Quoted passage —
+ + + + + + +

I like Cronen’s writing. His goal is big: “to locate a nature which is within rather than without history, for only by so doing can we find human communities which are inside rather than outside nature” (a reference to Thoreau, 15: his journals have been blogged!) The goal of constituting an “ecological approach to history”is cool (and by now well-established, Cronon’s work marks a paradigmatic pivot point). Some of the problems he names presupposed other contemporary dynamics, such as “the development of a world capitalist system … [bringing] more and more people into trade and market relations which lie well beyond the boundaries of their local ecosystem” (14). Not that he was the only one who knew this, but in the way he recognizes and draws out the complexity in terms plain enough for a non-historian, or non-environmental scientist to understand. “In an important sense, a distant world and its inhabitants gradually become part of another people’s ecosystem, so that it is increasingly difficult to know which ecosystem is interacting with which culture. The erasure of boundaries may itself be the most important issue of all” (14).

+ + + + + + +

Records supplied —

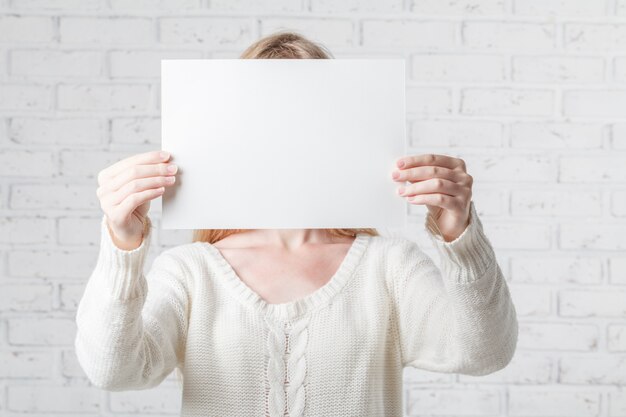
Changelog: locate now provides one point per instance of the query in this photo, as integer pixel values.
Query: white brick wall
(531, 93)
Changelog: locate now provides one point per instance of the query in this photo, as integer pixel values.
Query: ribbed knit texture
(338, 351)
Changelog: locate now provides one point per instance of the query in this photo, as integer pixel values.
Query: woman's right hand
(125, 190)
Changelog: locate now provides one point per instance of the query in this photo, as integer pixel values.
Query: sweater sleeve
(459, 318)
(131, 328)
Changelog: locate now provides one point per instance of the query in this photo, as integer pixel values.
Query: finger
(434, 185)
(141, 184)
(431, 159)
(151, 157)
(427, 172)
(439, 200)
(137, 172)
(134, 200)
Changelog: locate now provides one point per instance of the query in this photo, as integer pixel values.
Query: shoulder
(395, 249)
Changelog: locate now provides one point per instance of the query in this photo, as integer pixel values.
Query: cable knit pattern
(286, 367)
(339, 351)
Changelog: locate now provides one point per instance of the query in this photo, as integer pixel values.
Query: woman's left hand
(442, 184)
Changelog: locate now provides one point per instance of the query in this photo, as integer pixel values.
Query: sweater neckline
(294, 308)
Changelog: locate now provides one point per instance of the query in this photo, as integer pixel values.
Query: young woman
(308, 322)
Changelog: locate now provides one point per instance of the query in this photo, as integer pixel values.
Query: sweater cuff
(469, 256)
(119, 271)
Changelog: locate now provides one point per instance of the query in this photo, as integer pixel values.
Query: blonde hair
(285, 45)
(289, 45)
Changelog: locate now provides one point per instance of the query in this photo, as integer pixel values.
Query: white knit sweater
(338, 351)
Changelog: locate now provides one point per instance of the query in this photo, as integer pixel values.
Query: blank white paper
(283, 143)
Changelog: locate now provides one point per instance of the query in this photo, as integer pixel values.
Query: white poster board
(283, 143)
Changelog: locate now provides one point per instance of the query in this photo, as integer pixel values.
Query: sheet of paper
(283, 143)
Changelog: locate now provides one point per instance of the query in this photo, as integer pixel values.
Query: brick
(594, 103)
(329, 32)
(619, 66)
(70, 367)
(26, 364)
(73, 231)
(16, 29)
(560, 7)
(87, 164)
(556, 202)
(494, 168)
(147, 401)
(60, 5)
(41, 331)
(558, 69)
(48, 63)
(597, 303)
(211, 32)
(56, 131)
(617, 404)
(420, 376)
(524, 368)
(617, 270)
(27, 163)
(106, 30)
(594, 37)
(474, 68)
(506, 101)
(25, 97)
(456, 133)
(552, 402)
(427, 35)
(136, 131)
(592, 169)
(489, 201)
(618, 203)
(558, 336)
(556, 270)
(518, 36)
(26, 230)
(143, 64)
(51, 264)
(70, 296)
(25, 297)
(531, 301)
(556, 135)
(324, 6)
(604, 236)
(618, 138)
(616, 338)
(53, 399)
(512, 235)
(593, 370)
(461, 402)
(54, 196)
(95, 97)
(4, 131)
(152, 5)
(428, 100)
(461, 7)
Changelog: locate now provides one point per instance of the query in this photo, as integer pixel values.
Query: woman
(308, 322)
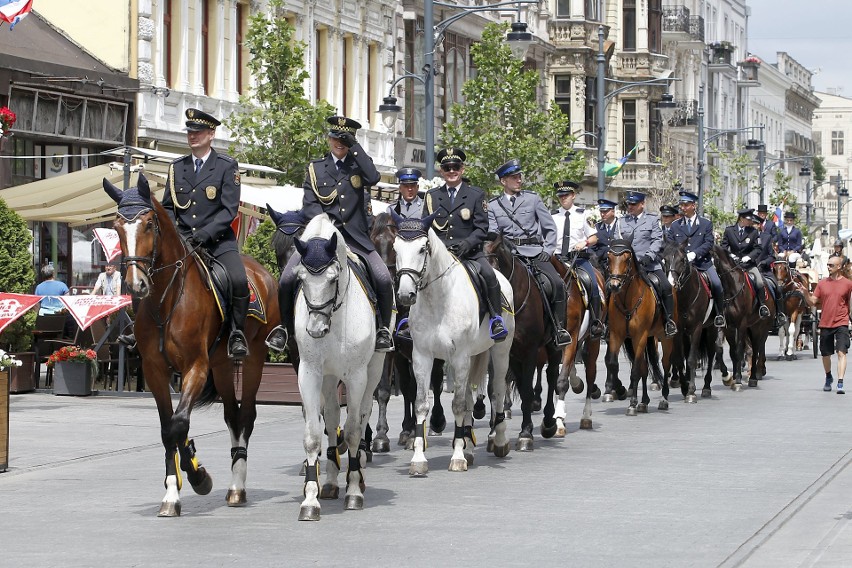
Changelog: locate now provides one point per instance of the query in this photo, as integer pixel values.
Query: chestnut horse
(179, 330)
(633, 320)
(532, 333)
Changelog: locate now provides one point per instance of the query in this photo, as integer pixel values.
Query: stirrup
(277, 339)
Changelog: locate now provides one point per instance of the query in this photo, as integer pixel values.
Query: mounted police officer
(339, 186)
(742, 240)
(605, 228)
(461, 222)
(575, 236)
(524, 221)
(410, 202)
(789, 236)
(643, 230)
(202, 198)
(697, 233)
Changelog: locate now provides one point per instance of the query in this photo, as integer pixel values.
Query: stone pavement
(757, 478)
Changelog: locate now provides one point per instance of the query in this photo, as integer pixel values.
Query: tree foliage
(279, 126)
(501, 119)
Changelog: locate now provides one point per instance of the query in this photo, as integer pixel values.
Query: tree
(279, 127)
(500, 119)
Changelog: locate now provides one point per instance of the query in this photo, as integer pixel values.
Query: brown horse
(179, 330)
(633, 320)
(532, 333)
(793, 306)
(743, 322)
(578, 323)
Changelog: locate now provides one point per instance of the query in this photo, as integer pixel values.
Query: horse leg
(310, 387)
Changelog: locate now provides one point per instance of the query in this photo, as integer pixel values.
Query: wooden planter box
(72, 378)
(21, 378)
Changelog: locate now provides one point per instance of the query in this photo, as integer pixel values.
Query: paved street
(757, 478)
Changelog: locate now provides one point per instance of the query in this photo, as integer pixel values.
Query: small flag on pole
(611, 169)
(13, 11)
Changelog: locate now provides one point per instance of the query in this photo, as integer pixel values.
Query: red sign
(13, 306)
(85, 308)
(109, 241)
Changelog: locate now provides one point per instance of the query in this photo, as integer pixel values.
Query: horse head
(138, 233)
(288, 226)
(414, 244)
(323, 262)
(622, 264)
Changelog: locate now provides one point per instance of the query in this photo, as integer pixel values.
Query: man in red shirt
(832, 296)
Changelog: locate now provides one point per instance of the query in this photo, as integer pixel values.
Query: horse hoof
(309, 513)
(353, 503)
(501, 451)
(381, 445)
(235, 497)
(169, 509)
(329, 491)
(525, 445)
(204, 486)
(418, 469)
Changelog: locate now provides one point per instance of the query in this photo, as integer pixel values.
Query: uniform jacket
(343, 195)
(789, 240)
(204, 206)
(532, 220)
(699, 239)
(646, 237)
(747, 245)
(465, 220)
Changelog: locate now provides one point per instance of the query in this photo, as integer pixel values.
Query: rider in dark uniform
(524, 221)
(461, 222)
(202, 198)
(743, 242)
(338, 185)
(697, 232)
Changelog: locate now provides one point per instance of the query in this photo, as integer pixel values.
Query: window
(628, 121)
(628, 39)
(836, 142)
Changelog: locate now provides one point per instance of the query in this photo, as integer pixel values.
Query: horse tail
(209, 394)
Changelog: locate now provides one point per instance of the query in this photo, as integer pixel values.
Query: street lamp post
(519, 40)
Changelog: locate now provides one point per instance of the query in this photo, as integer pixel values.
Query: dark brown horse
(743, 322)
(578, 324)
(179, 330)
(793, 306)
(633, 320)
(696, 340)
(532, 333)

+ + + + + + +

Task set —
1 – In the passage about an ecological approach to history, what does the quoted sentence call possibly the most important issue of all?
2 – Report how many lines of the entries contain the string "hand", treating uppercase and lowercase as different, and give only the number.
The passage and the entries have nothing to do with each other.

Results of the tasks —
1 – The erasure of boundaries.

2 – 2